• REQUIRED WORK: Could you copy, word for word, only the lines from the one containing "Exercise. Locate the hexagon" through the last line of the records below, both included?

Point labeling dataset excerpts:
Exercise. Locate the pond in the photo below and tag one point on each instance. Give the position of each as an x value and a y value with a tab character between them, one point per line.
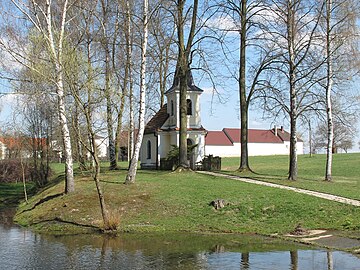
22	249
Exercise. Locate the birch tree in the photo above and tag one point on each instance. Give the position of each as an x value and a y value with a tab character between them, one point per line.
48	22
292	25
183	70
340	20
130	178
246	19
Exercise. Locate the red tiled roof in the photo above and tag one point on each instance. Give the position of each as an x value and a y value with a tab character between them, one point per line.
157	121
228	136
217	138
13	143
284	135
254	135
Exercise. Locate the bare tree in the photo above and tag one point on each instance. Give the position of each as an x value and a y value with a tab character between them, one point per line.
291	27
49	20
183	70
130	178
246	17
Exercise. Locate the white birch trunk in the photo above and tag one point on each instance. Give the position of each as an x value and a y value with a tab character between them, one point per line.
329	83
56	51
44	26
292	84
131	97
130	178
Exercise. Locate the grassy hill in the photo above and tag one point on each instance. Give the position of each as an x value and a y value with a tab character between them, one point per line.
168	201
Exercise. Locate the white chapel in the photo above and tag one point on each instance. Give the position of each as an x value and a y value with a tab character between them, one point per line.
163	130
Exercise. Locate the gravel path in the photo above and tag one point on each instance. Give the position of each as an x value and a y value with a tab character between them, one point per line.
298	190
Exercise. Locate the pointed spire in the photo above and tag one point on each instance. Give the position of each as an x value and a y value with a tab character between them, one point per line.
190	82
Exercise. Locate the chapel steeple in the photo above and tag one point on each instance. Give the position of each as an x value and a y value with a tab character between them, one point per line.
192	99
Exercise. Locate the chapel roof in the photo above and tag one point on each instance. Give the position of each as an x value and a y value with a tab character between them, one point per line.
190	82
157	121
228	136
217	137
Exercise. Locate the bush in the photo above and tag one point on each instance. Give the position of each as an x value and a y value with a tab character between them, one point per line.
11	171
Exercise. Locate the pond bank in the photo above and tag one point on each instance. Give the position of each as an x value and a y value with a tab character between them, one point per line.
162	251
169	202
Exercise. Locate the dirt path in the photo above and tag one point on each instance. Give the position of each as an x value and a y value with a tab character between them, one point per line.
298	190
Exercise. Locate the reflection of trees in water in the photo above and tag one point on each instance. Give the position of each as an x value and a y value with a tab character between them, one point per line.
245	262
294	260
6	217
330	260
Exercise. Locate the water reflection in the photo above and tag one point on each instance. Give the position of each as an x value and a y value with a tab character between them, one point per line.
22	249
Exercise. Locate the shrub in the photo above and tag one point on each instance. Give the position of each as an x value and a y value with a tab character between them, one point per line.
11	171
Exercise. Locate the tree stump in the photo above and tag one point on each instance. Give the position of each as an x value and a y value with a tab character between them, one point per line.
217	204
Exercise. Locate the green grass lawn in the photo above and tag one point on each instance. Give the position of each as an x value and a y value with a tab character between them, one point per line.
12	193
346	172
167	201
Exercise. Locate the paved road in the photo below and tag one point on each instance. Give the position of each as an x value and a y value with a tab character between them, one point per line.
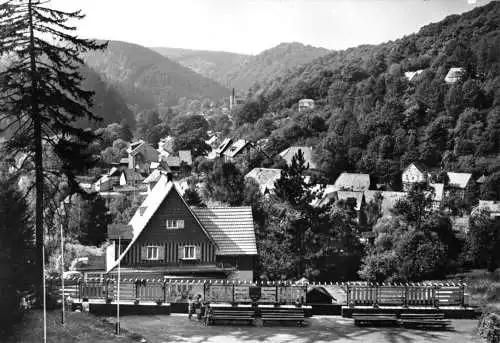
321	329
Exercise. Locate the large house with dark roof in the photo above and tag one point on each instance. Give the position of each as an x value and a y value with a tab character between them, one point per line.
166	237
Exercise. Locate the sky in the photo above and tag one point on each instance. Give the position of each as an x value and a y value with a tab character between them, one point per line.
252	26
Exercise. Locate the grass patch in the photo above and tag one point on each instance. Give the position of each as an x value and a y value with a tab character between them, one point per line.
483	286
79	327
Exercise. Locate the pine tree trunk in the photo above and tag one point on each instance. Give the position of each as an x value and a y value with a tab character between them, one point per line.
35	116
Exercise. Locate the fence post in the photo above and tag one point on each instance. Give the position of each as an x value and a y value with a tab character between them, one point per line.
435	298
405	304
463	296
349	300
276	295
233	295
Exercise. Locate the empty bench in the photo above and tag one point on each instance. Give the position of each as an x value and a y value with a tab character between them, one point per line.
428	320
282	314
214	315
380	319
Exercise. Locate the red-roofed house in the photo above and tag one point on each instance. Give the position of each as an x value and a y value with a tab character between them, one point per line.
167	237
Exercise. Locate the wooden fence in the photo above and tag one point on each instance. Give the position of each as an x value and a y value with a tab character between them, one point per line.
224	291
405	295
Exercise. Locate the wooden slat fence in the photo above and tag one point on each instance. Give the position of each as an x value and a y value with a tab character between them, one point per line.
405	295
174	292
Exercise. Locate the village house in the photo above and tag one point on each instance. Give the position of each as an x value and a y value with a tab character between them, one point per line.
438	194
235	101
493	207
415	173
388	199
265	178
357	198
306	104
454	75
166	237
411	75
239	148
353	182
290	152
108	181
460	185
226	143
140	155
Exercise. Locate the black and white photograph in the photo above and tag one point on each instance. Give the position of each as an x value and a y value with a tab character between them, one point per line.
250	171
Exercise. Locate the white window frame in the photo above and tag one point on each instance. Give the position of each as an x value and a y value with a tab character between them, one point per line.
172	222
188	248
154	256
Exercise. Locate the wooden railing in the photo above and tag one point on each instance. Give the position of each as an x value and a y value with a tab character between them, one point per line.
214	291
405	295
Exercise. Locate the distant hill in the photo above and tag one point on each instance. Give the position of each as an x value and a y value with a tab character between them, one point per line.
146	79
108	103
242	71
272	63
372	113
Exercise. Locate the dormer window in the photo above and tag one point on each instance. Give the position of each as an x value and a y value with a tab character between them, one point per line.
173	224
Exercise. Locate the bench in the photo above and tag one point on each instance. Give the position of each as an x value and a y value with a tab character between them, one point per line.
282	314
228	314
431	320
361	319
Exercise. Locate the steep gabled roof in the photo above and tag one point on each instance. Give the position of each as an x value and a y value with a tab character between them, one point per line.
353	182
231	228
155	176
420	166
131	174
288	154
460	180
236	148
148	208
224	145
389	199
135	146
265	177
453	75
438	191
185	156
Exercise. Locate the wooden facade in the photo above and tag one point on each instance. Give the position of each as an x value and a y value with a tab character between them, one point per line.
167	237
171	241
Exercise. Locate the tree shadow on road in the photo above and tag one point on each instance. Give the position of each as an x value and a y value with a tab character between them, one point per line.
327	329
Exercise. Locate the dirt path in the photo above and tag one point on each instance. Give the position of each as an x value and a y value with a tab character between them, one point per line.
177	328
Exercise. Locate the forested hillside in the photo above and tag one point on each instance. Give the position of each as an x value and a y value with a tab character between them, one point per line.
147	79
108	103
212	64
243	71
370	117
272	63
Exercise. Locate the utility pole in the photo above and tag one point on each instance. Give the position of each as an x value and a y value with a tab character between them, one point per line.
44	297
62	273
118	289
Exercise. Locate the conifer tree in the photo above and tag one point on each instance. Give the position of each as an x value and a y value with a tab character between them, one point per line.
41	95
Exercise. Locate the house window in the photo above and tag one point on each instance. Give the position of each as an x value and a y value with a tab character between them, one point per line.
152	253
175	224
189	252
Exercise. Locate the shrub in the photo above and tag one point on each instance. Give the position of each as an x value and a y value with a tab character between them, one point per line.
489	327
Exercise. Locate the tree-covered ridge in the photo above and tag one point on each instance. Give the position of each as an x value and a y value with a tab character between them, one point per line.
244	71
370	117
147	79
273	63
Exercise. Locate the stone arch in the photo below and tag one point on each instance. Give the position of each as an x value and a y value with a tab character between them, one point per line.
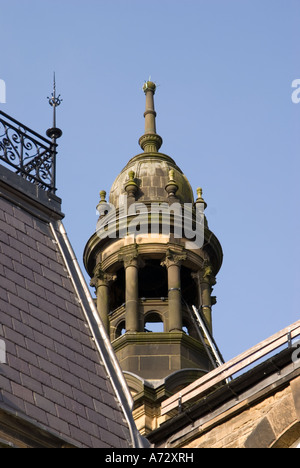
153	322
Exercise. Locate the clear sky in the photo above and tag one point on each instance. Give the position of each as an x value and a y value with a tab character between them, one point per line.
224	70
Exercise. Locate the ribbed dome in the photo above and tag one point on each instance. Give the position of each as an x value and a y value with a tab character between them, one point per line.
151	175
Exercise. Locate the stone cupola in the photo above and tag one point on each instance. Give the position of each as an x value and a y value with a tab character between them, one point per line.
147	279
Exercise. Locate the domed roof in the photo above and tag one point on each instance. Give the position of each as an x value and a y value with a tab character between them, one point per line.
151	174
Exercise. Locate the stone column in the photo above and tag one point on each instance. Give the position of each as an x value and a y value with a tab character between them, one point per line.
132	263
205	280
101	282
173	263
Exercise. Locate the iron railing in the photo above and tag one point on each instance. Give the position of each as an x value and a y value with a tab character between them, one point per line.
31	155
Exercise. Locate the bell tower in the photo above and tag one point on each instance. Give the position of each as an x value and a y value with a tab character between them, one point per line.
151	259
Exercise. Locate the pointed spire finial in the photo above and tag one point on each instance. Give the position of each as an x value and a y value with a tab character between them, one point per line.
150	141
54	102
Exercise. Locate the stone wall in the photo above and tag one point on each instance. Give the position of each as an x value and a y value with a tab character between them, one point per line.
274	422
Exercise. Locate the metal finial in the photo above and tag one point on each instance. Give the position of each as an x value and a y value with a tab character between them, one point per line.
54	101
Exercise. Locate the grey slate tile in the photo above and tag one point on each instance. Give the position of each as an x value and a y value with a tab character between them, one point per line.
54	374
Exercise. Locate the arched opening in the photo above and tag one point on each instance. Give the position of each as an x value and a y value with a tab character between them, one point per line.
188	287
117	296
153	280
153	323
121	329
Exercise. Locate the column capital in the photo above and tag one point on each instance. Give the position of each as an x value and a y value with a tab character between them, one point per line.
173	258
205	274
130	257
101	277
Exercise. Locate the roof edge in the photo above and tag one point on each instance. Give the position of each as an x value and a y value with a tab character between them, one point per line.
41	203
99	334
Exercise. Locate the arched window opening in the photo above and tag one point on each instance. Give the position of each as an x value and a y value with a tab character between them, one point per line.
117	295
153	280
121	329
189	288
154	323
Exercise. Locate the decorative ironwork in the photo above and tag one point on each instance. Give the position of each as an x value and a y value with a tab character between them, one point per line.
30	154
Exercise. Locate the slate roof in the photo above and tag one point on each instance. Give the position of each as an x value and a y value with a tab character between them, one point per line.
54	376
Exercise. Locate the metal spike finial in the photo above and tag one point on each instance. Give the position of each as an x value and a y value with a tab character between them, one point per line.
54	102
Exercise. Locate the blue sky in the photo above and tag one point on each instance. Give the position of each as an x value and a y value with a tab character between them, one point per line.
224	70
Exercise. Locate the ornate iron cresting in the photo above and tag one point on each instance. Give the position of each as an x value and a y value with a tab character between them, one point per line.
30	154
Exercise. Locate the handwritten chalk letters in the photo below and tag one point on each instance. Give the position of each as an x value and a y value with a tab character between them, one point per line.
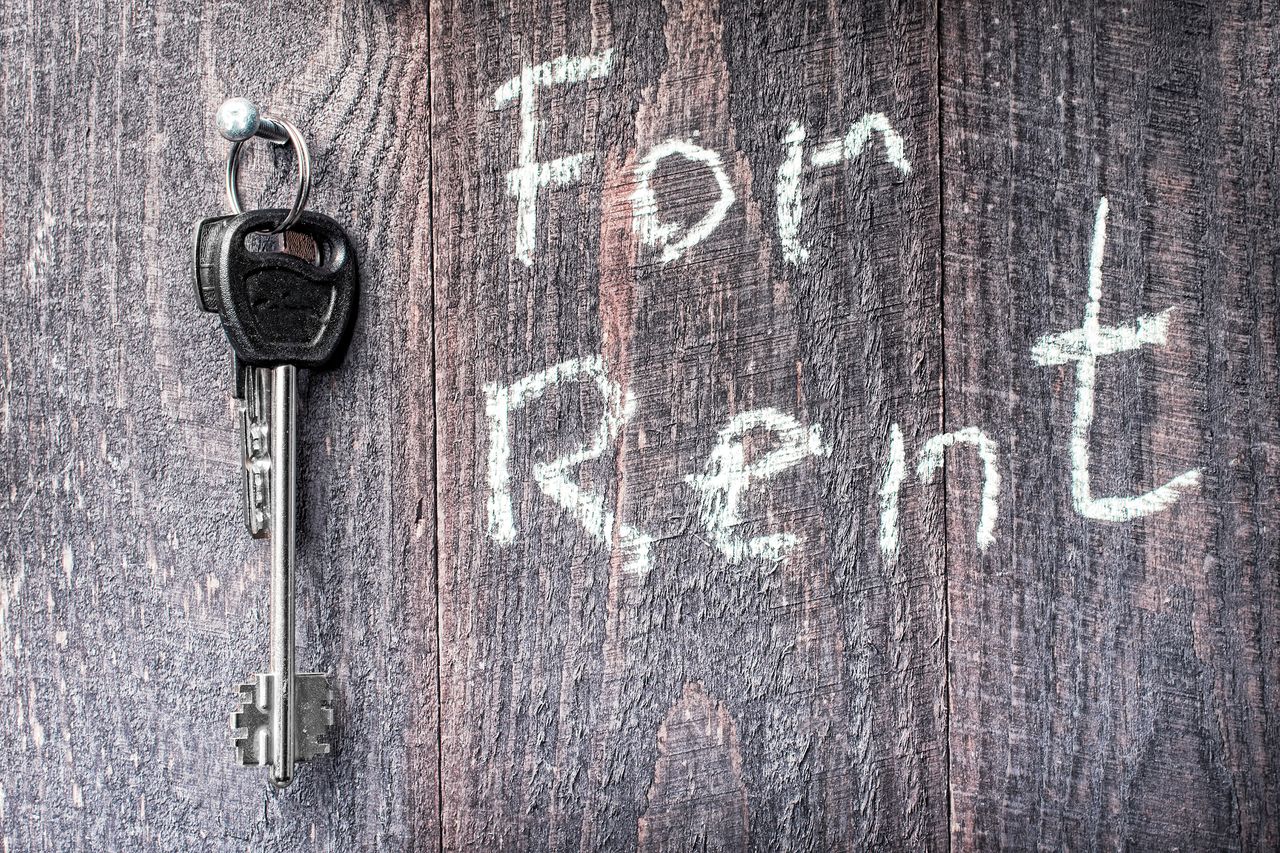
727	475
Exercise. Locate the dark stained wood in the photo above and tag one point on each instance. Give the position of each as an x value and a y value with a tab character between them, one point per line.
608	673
1114	685
563	666
132	598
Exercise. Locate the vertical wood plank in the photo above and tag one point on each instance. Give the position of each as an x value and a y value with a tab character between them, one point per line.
586	585
131	598
1114	684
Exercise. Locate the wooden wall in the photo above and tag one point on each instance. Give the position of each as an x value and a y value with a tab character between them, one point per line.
612	542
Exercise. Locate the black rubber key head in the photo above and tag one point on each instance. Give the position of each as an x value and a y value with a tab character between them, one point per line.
278	308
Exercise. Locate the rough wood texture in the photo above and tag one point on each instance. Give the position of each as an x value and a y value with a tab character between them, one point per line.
132	598
627	660
566	651
1115	684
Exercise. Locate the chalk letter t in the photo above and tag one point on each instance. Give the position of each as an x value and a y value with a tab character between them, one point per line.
1084	346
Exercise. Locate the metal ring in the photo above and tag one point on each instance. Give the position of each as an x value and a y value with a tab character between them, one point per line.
300	199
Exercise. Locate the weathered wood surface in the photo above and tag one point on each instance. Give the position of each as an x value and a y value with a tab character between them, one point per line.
131	598
577	656
606	667
1115	684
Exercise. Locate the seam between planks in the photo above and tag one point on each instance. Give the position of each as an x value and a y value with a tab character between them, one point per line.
435	434
942	418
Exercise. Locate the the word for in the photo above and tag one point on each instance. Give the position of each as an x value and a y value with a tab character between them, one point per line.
670	240
727	477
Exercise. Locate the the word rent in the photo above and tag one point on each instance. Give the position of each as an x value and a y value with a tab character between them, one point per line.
727	477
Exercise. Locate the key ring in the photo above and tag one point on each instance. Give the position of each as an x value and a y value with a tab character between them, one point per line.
240	119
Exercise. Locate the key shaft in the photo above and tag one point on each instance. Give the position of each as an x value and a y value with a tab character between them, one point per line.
283	436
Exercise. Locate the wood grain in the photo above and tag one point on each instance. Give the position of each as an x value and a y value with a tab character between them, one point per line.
1114	684
132	597
563	664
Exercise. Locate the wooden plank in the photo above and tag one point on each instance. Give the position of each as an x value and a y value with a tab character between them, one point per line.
131	598
622	662
1114	684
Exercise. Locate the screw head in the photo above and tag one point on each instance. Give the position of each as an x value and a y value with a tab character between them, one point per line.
238	119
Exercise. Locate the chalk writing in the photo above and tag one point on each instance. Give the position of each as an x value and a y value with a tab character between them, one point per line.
891	484
553	478
530	176
832	153
1084	346
931	460
727	475
654	232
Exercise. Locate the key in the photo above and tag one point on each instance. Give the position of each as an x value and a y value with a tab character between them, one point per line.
279	313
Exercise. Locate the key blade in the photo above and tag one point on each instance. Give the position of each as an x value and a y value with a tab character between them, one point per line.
251	725
312	719
256	450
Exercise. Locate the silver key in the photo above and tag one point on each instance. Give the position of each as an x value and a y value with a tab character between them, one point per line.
283	715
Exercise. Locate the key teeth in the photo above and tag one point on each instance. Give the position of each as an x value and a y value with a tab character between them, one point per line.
251	720
247	720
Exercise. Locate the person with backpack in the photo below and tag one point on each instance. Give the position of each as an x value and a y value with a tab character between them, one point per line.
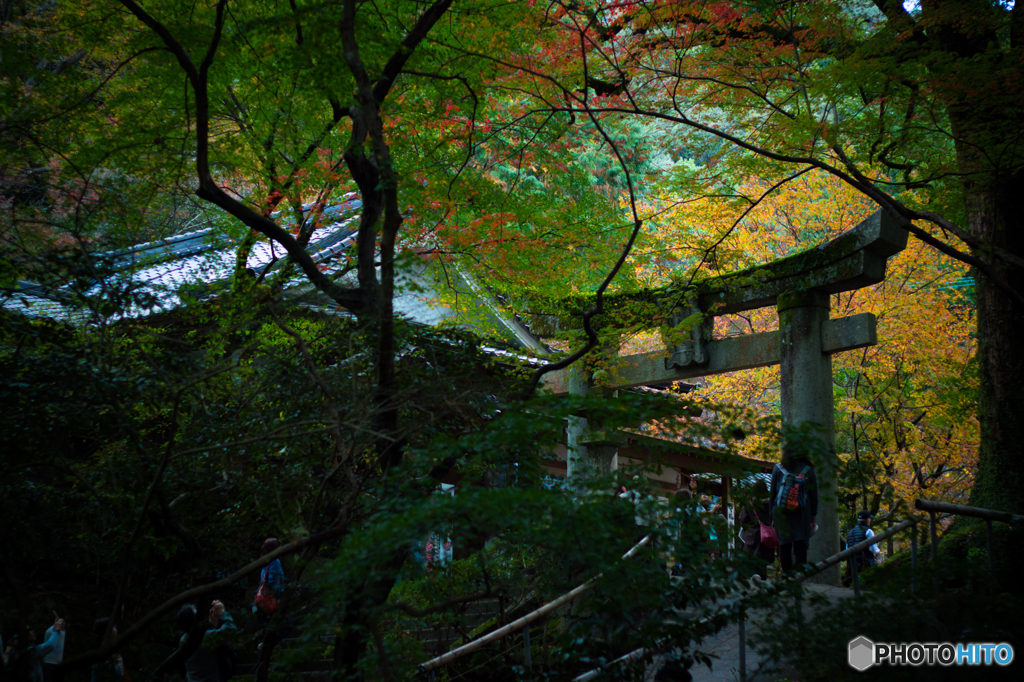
752	517
859	534
794	507
214	658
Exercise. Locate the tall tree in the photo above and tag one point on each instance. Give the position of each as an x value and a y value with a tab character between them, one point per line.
921	110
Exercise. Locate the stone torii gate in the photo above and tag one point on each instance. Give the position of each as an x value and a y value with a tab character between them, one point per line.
799	287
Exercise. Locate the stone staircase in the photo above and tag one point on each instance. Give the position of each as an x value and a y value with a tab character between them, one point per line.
440	638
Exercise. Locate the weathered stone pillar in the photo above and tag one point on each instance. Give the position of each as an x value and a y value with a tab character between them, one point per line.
807	398
591	451
576	430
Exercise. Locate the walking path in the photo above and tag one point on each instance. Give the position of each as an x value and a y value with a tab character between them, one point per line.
725	644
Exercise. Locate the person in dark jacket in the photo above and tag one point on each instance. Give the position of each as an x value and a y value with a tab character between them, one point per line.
795	527
751	517
204	664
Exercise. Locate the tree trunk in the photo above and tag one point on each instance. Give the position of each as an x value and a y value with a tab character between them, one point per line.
993	214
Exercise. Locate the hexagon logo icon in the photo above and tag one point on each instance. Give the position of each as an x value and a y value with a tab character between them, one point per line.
861	655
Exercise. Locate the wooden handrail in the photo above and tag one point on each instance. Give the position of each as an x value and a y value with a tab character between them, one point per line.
469	647
923	505
963	510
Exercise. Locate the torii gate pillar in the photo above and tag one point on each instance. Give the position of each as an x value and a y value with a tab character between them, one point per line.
807	399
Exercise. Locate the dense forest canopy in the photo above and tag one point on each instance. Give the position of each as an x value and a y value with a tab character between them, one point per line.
520	155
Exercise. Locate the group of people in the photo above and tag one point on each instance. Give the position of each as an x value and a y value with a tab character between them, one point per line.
790	508
35	659
209	654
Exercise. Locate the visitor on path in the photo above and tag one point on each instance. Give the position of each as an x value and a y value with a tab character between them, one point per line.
859	534
753	515
793	504
213	659
13	662
271	584
36	652
271	588
686	533
53	658
112	670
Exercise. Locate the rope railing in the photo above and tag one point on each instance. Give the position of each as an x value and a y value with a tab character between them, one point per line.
933	508
521	622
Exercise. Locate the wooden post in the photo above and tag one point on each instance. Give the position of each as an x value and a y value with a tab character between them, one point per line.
525	647
727	512
742	649
913	560
991	558
935	550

• THE REPLY:
Exercise. Locate the hexagon logo icon in the photo above and tag one point on each instance. Give the position of each as an x value and a y value with a tab character between them, one point per line.
861	655
Exercise. Locate the wooden handrail in the photo above and tag one point on each instance. Give the position of each as an x value and a y value with a tab character between them, one point per line.
469	647
923	505
963	510
Exercise. Locate the torii gate pillar in the photo above and tag one point on each instance. Give the position of each as an x value and a y value with a tab character between them, one point per line.
807	399
Exercise. Locate the dense forest canopy in the photo above and tag one point on each instance. Give the position of each as an x value and a y value with a tab character between them, one point per line.
520	155
Exercise. Locate the group of people in the photo above and tag one point on each instance. Give the position of each as an x value and a y value with a tab character between them, one point per line.
790	508
35	659
209	654
Exercise. Locate the visitor on path in the photo above and tag one point on each instance. Give the position of each as an x value and a y value with a tab character between them, one point per line.
859	534
753	515
793	504
213	659
13	662
271	584
36	652
271	588
686	533
53	658
112	670
Exercise. Locate the rope railing in the photo above and tag one point on each instance. Give the position of each as an x value and a y value with a tab character between them, one point per line.
933	508
521	622
Exercise. Locate the wooden post in the photo above and tag one point on each instance. Give the position of each as an x value and a y value with a tab character between them, one point per line.
525	647
727	512
742	649
913	560
991	558
935	550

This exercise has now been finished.